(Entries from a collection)

========

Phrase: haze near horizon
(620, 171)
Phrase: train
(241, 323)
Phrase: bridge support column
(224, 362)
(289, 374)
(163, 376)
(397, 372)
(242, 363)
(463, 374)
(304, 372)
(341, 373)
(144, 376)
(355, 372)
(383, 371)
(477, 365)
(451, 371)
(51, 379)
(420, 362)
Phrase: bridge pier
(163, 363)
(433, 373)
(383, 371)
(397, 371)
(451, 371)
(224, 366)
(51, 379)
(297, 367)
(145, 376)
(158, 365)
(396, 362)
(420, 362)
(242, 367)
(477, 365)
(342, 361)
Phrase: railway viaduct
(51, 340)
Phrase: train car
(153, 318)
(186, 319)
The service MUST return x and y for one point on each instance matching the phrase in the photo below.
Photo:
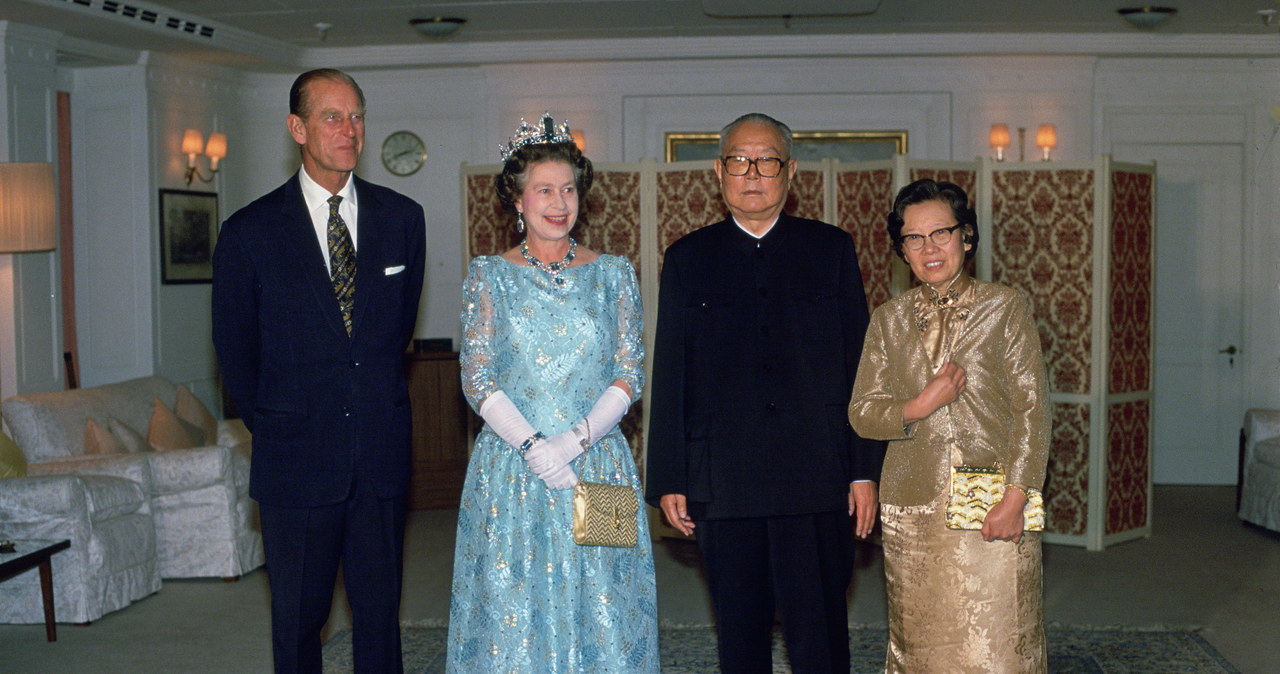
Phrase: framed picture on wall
(188, 228)
(807, 146)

========

**Stated exercise**
Extract every line of the entries above verbatim, leaving out the pictures.

**The output**
Phrase: haze near horizon
(620, 171)
Phrase: train
(241, 323)
Phrase: bridge support column
(224, 362)
(289, 374)
(163, 376)
(397, 372)
(242, 363)
(463, 374)
(304, 372)
(341, 373)
(144, 376)
(355, 372)
(383, 371)
(477, 365)
(451, 371)
(51, 379)
(420, 362)
Phrase: bridge pier
(163, 363)
(433, 373)
(383, 371)
(397, 371)
(451, 371)
(224, 366)
(51, 379)
(297, 367)
(145, 376)
(158, 365)
(396, 362)
(420, 362)
(242, 367)
(477, 365)
(342, 361)
Phrase: railway viaduct
(51, 340)
Phrase: train car
(153, 318)
(186, 319)
The service MUST return x and y for one point on each instance matching the phrase in the photo below.
Photo:
Phrase: framed picture on wall
(188, 228)
(807, 146)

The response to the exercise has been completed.